Masuk Daftar
My Getplus

Setelah Obama Pulang

Apa yang perlu dipelajari dari sejarah hubungan Amerika dengan Indonesia?

Oleh: Bonnie Triyana | 16 Nov 2010

DIREKTUR Jurnal Perempuan Mariana Amiruddin dalam status Facebooknya menulis, “Obama, please be my president.” Sementara itu ratusan bahkan mungkin ribuan pengguna jejaring sosial Facebook dan Twitter lainnya bercececowet dalam hal yang sama: kedatangan Obama dan kekaguman mereka pada sosok presiden Amerika Serikat ke-43 itu.

Perhatian masyarakat Indonesia pun seakan tersihir pada kharisma Obama: dengan gesture tubuhnya; gayanya membawakan pidato dan kemampuan membawakan kisah kehidupan pribadinya di Indonesia menjadi sebuah gambaran besar tentang Indonesia di masa lalu dan bagaimana pentingnya hubungan Indonesia dengan Amerika Serikat di masa yang akan datang.

Pembawaan Obama pun tak luput dari pengamatan pengamat politik Eep Safulloh Fatah, yang membandingkannya dengan Presiden Yudhoyono. “Ketika SBY senyum dengan wajahnya, Obama tersenyum dengan seluruh tubuhnya,” kata dosen ilmu politik UI dalam sebuah wawancara dengan TV One, Kamis (11/11) pekan lalu. Sebuah perbandingan yang tak setara.

Advertising
Advertising

Dalam pidatonya di kampus Universitas Indonesia (UI), Depok (10/11), Obama menyampaikan kisah tentang konflik politik di Indonesia pada tahun-tahun awal kedatangannya. Apa yang dimaksud dengan Obama tentu saja kisah mengenai pembunuhan massal anggota dan simpatisan PKI yang mencapai tiga juta jiwa. Obama menyebut kalau tragedi itu sebagai kisah kelam tersembunyi yang tak pernah diceritakan di keluarganya kendati ayah tirinya, Lolo Soetoro, bekerja untuk Angkatan Darat.

Mungkin Obama tahu dan tidak mengatakannya kalau Amerika Serikat punya peranan dalam menyumbangkan nama-nama anggota dan simpatisan PKI kepada pihak Angkatan Darat Indonesia. Atas dasar daftar itu pencarian dan penangkapan dilakukan. Mungkin Obama juga tahu dan tidak mengatakannya kalau proyek itu merupakan bagian dari sebuah pekerjaan besar dalam rangka perang dingin yang tengah berkecamuk.

------------------------------

> Soal Latihan 1: Temukan setiap baris dalam data di bawah yang memuat kata "tire", lalu salin baris-baris tersebut. Huruf besar dan kecil dibedakan.

Data segmentasi wilayah
------------------------------

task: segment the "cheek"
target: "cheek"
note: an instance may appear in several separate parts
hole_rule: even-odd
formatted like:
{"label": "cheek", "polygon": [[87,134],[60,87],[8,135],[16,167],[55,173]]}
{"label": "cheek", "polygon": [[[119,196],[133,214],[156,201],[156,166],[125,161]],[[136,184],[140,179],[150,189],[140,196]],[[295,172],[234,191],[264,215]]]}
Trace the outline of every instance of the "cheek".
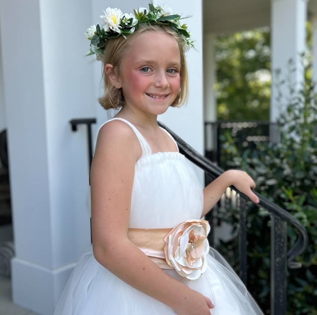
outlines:
{"label": "cheek", "polygon": [[[178,91],[179,89],[179,87],[180,86],[180,78],[179,77],[179,76],[178,76],[175,78],[173,78],[171,82],[171,83],[173,87],[173,88]],[[171,84],[170,83],[170,84]]]}
{"label": "cheek", "polygon": [[147,86],[146,78],[137,72],[130,73],[128,79],[132,91],[142,90]]}

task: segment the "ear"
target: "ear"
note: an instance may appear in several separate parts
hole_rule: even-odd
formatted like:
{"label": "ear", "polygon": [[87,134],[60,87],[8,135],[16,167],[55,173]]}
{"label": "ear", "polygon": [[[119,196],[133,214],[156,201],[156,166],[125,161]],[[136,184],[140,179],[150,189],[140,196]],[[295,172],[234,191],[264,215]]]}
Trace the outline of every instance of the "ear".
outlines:
{"label": "ear", "polygon": [[118,75],[117,69],[110,63],[107,63],[105,65],[104,69],[105,73],[108,77],[109,80],[112,85],[117,89],[121,87],[120,78]]}

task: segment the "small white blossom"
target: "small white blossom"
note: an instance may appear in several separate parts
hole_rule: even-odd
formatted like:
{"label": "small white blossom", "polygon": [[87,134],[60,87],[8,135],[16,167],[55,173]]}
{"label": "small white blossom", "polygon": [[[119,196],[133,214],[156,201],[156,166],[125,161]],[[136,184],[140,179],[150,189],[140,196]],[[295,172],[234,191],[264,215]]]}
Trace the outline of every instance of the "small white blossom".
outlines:
{"label": "small white blossom", "polygon": [[122,11],[116,8],[112,9],[109,7],[106,9],[106,12],[103,12],[105,15],[101,15],[100,17],[105,21],[105,30],[107,29],[107,26],[110,29],[120,34],[121,32],[120,29],[122,27],[120,25],[120,20],[122,16]]}
{"label": "small white blossom", "polygon": [[128,20],[131,18],[133,19],[133,20],[132,21],[132,24],[131,26],[134,26],[135,25],[136,25],[138,24],[138,21],[137,19],[135,18],[135,16],[132,13],[125,13],[123,15],[122,18],[122,23],[125,25],[127,25],[129,23]]}
{"label": "small white blossom", "polygon": [[172,9],[166,4],[163,4],[160,6],[163,10],[162,12],[162,16],[167,16],[169,15],[172,15],[174,14]]}
{"label": "small white blossom", "polygon": [[96,53],[96,52],[97,50],[99,49],[99,47],[97,47],[95,45],[93,45],[92,44],[90,45],[90,47],[91,47],[91,50],[95,54]]}
{"label": "small white blossom", "polygon": [[96,31],[96,25],[94,24],[90,26],[89,29],[87,29],[87,33],[85,33],[87,39],[89,40],[91,39],[92,37],[95,35]]}

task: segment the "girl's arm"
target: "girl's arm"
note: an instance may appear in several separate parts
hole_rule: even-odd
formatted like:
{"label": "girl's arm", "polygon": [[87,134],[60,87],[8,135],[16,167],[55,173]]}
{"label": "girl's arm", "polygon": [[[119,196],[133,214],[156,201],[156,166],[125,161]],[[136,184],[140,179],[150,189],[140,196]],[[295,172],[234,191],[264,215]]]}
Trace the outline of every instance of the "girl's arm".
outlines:
{"label": "girl's arm", "polygon": [[254,202],[259,202],[257,196],[251,190],[256,187],[255,183],[252,178],[243,171],[229,170],[223,173],[203,190],[204,207],[201,219],[209,212],[227,188],[232,185]]}
{"label": "girl's arm", "polygon": [[162,270],[127,237],[140,150],[134,132],[124,122],[113,120],[100,129],[90,172],[94,255],[123,281],[174,309],[189,302],[192,290]]}

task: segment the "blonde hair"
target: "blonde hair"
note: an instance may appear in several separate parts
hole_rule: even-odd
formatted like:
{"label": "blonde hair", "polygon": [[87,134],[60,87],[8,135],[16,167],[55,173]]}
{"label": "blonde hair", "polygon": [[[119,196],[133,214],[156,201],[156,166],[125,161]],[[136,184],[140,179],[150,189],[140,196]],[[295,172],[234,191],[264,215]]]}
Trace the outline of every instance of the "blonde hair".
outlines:
{"label": "blonde hair", "polygon": [[[105,73],[105,66],[107,63],[110,63],[114,68],[117,67],[120,73],[121,60],[124,54],[130,48],[131,42],[133,38],[138,35],[149,31],[165,32],[175,38],[178,43],[180,55],[179,90],[171,106],[172,107],[180,107],[187,101],[188,98],[188,74],[185,55],[185,48],[183,40],[178,33],[169,26],[142,23],[133,33],[127,35],[126,39],[122,36],[119,36],[116,38],[108,39],[106,42],[105,53],[102,60],[102,80],[105,93],[103,96],[98,99],[100,105],[105,109],[119,108],[124,105],[125,100],[122,88],[118,89],[114,87],[109,80],[108,76]],[[120,73],[119,75],[121,75]]]}

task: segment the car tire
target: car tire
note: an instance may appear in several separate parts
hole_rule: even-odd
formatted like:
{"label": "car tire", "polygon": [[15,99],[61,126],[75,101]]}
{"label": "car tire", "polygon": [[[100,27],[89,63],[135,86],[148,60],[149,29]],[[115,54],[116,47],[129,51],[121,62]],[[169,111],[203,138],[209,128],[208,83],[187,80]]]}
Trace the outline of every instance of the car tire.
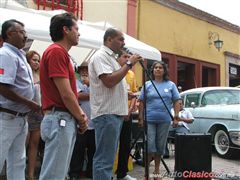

------------------------------

> Soal Latihan 2: Tulis kelanjutan artikel tentang kunjungan Obama ke Indonesia di atas, mulai setelah kalimat terakhirnya.

> Jawaban Benar 1:
task: segment the car tire
target: car tire
{"label": "car tire", "polygon": [[15,99],[61,126],[75,101]]}
{"label": "car tire", "polygon": [[[100,27],[89,63],[135,86],[148,60],[149,29]],[[115,54],[116,47],[129,51],[121,62]],[[169,111],[203,138],[209,128],[208,83],[187,80]]]}
Trace the outline of every instance of the car tire.

> Jawaban Benar 2:
Pada saat Obama kecil datang ke Indonesia, pemerintah Indonesia di bawah Soeharto baru saja meluncurkan sebuah regulasi yang akan membukakan keran keuntungan buat negerinya: Amerika. Undang-Undang Penanaman Modal Asing No. 1/1967 memberikan kesempatan pertama untuk Freeport beroperasi di Indonesia secara legal. Kontrak karya diberlakukan selama seperempat abad dan telah diperpanjang untuk seperempat abad ke depan.

Amerika Serikat punya kepentingan untuk meraih Indonesia. Bukan saja karena cadangan energi yang berlimpah serta kekayaan alam yang meruah, tapi juga geopolitik Indonesia yang dinilai sangat strategis untuk menjaga kestabilan di wilayah Asia Tenggara. Maka Presiden “Ike” Eisenhower, pendahulu Obama, dalam sebuah pidatonya menyatakan kekhawatirannya tentang kemungkinan kejatuhan negara-negara di Asia Tenggara ke tangan komunisme jika Indonesia jatuh terlebih dulu ke pangkuan komunisme yang diusung oleh Soviet. Gagasan itu kemudian dikenal sebagai Teori Domino Asia yang dijadikan pegangan politik luar negeri AS terhadap Indonesia kurun tahun 1960-an.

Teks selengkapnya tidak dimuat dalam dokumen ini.